Задания —
**a)** Кто, согласно тексту о речи Милюкова, сменил П.Н. Милюкова на посту министра иностранных дел?
**b)** Подхватите текст о речи Милюкова и продолжите его сразу после последнего предложения.

Исходный текст —
*****

Считаю своим нравственным долгом доложить Вашему превосходительству, что г-н Ратаев и чиновник Лебедев руководят каждый отдельной организацией в нашей агентурной разведке и каждая поездка их, равно как и сношения их в Швейцарии, всегда мне известны. Я категорически утверждаю, что г-н Милюков, называя с трибуны Государственной Думы эти два имени, имеет ложные сведения об их деятельности и что ни г-н Ратаев, ни г-н Лебедев никаких подобных поручений ни от кого не получали.
Выдавая так опрометчиво наши военные секреты, член Государственной Думы Милюков нанес нам вред, о размерах коего сейчас судить нельзя. Донося обо всем вышеизложенном, ходатайствую перед Вашим превосходительством принять зависящие меры об ограждении впоследствии честных имен моих сотрудников от брошенного в них позорного обвинения. Доношу, что мною будут приняты все меры, чтобы по возможности уменьшить вред, нанесенный г-ном Милюковым делу агентурной разведки»[127].
С этим рапортом ознакомился в конце концов Председатель Государственной думы М.В. Родзянко. По его указанию было изготовлено несколько копий этого документа, с которым были ознакомлены некоторые члены Думы. Итак, лидер кадетов опростоволосился, но дело было сделано. В эмиграции он сознался, что в своей ноябрьской речи в ряде случаев блефовал, не имея достоверных сведений о том, о чем он говорил.
Никто тогда не мог предположить, что для достижения своих политических целей Павел Николаевич мог предать что угодно и кого угодно. Государственная безопасность империи его интересовала лишь постольку поскольку. Беспринципность кадетского лидера во всей своей мерзости проявилась и в 1918 году, когда он пошел на тайные переговоры с немцами, оккупировавшими часть России. Возмущенные кадеты сместили его с поста председателя своей партии, и больше его политическая звезда высоко не поднималась.
После Февральской революции П.Н. Милюков недолго пробыл министром иностранных дел в первом составе Временного правительства. Через два месяца, 2 мая 1917 года, его на этом посту заменил М.И. Терещенко. Но все это будет потом, через два года, а пока графу П.А. Игнатьеву нужно было спасать своих помощников.

*****

[Строки, извлеченные из коллекции]
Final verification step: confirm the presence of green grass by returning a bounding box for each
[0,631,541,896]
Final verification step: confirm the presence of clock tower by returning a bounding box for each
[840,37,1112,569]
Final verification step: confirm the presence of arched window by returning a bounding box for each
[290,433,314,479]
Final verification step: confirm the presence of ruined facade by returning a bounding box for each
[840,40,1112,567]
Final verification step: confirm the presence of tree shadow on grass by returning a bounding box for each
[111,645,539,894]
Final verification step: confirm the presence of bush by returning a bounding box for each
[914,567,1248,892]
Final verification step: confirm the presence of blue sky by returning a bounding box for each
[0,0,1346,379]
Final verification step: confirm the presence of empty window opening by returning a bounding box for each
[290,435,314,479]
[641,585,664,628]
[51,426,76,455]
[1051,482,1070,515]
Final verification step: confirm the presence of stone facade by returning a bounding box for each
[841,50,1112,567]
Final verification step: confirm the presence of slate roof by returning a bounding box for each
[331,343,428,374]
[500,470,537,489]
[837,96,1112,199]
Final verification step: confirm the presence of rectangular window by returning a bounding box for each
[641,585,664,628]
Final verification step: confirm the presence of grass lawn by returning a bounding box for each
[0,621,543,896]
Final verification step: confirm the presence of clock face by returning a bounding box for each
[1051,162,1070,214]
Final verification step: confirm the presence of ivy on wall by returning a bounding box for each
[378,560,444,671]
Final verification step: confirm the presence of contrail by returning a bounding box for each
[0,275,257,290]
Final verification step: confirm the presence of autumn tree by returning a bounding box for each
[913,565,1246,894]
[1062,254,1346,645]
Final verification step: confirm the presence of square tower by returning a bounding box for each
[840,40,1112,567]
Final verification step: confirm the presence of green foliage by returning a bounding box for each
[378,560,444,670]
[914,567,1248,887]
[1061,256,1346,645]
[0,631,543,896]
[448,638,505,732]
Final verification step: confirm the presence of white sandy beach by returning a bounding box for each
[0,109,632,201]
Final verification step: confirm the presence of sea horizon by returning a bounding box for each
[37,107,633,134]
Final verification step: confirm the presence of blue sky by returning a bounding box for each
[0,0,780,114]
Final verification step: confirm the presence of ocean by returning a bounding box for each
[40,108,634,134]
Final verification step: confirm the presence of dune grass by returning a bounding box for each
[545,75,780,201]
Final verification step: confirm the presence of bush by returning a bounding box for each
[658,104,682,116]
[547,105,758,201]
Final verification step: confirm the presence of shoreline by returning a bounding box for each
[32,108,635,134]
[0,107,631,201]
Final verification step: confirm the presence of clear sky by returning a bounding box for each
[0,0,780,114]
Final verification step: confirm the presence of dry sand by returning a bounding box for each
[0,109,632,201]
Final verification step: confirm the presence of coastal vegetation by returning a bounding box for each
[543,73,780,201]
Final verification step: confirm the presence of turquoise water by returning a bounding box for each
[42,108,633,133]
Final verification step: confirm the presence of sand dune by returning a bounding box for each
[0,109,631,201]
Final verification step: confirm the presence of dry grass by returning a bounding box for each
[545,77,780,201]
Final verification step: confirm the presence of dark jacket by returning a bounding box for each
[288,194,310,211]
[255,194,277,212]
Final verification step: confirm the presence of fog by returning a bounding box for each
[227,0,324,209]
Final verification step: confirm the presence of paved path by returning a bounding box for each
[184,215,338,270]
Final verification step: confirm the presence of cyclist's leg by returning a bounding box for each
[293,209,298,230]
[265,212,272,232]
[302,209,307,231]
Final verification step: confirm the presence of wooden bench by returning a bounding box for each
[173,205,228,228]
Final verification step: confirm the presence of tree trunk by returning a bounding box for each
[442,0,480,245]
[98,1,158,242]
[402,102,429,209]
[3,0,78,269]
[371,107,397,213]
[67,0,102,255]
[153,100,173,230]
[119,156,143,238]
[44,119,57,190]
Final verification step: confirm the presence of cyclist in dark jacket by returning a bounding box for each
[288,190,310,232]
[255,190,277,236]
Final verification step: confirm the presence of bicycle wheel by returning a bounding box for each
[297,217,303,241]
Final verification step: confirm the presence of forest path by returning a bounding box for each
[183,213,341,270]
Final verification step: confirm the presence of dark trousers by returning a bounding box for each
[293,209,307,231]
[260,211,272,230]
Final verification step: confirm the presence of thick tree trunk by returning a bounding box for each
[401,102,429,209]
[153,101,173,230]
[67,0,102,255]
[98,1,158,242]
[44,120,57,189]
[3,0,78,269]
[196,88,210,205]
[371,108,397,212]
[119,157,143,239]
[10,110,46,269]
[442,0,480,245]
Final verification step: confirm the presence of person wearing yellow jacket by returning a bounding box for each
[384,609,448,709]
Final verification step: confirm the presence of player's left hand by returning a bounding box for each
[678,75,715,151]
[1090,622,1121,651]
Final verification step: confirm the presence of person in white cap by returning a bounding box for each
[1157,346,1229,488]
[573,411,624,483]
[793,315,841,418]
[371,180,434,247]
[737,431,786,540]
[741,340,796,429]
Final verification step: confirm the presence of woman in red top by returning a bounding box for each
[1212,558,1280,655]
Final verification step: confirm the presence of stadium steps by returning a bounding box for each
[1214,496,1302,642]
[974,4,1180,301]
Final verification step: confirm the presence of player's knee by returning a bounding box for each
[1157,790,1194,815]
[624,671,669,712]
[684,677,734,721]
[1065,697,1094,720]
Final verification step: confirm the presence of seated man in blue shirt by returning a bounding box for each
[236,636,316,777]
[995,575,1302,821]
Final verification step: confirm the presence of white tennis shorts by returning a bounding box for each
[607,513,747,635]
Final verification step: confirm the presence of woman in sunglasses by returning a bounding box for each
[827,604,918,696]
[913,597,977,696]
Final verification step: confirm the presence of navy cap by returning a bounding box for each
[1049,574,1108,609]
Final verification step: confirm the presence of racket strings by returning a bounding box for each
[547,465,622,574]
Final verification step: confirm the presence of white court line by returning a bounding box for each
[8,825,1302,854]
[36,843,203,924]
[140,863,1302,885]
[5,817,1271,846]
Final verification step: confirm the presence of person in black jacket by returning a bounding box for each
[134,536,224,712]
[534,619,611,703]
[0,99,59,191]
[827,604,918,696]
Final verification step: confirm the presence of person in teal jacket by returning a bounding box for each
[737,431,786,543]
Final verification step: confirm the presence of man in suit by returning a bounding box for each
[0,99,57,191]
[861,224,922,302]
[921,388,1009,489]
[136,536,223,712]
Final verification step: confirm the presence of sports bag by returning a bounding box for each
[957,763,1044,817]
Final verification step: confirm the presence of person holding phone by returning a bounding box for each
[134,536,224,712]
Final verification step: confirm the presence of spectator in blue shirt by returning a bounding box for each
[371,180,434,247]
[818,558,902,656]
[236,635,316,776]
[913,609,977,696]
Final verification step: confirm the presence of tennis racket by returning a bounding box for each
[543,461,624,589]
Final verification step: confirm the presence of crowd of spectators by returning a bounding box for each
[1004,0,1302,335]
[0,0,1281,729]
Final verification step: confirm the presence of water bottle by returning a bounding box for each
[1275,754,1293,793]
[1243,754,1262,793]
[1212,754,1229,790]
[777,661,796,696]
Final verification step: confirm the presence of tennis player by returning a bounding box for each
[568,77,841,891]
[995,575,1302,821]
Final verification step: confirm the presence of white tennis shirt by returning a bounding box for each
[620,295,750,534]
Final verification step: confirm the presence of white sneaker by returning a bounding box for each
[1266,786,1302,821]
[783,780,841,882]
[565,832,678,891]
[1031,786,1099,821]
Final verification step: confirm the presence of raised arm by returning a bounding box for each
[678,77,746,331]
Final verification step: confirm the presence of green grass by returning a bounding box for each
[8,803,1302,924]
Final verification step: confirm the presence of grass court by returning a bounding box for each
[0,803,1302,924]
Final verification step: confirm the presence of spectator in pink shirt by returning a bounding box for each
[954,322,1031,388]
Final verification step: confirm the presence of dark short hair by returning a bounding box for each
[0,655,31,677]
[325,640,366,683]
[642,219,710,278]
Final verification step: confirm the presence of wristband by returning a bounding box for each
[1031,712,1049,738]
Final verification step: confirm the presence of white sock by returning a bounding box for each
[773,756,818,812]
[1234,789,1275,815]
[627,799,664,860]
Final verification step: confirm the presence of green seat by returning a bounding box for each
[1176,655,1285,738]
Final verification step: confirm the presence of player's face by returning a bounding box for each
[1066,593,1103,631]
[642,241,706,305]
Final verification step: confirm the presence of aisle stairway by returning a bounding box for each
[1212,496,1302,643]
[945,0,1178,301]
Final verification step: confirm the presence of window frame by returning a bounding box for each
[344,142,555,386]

*****

Ответы —
**a)** М.И. Терещенко, 2 мая 1917 года.

**b)**
К августу 1917 года царский режим уже канул вЛету. Ссориться с министром иностранных дел Военный представитель Временного правительства генерал М. Занкевич, естественно, также не хотел. К тому же П. Игнатьев был ярким представителем старого режима и монархистом, якобы замешанным в сепаратных переговорах с врагом, а посему он должен стать «козлом отпущения», если это угодно новому режиму. Комиссия В. Кривенко, полковника со столь красноречивой фамилией, накатала донос в Петроград на П. Игнатьева. Он, однако, был настолько лживым, что ГУГШ ГШ был вынужден провести самостоятельный анализ деятельности русской военной разведки в Париже. В результате он пришел к противоположным выводам, о чем мы уже упоминали, ибо необъективная оценка бросала тень на деятельность самого Главного Управления.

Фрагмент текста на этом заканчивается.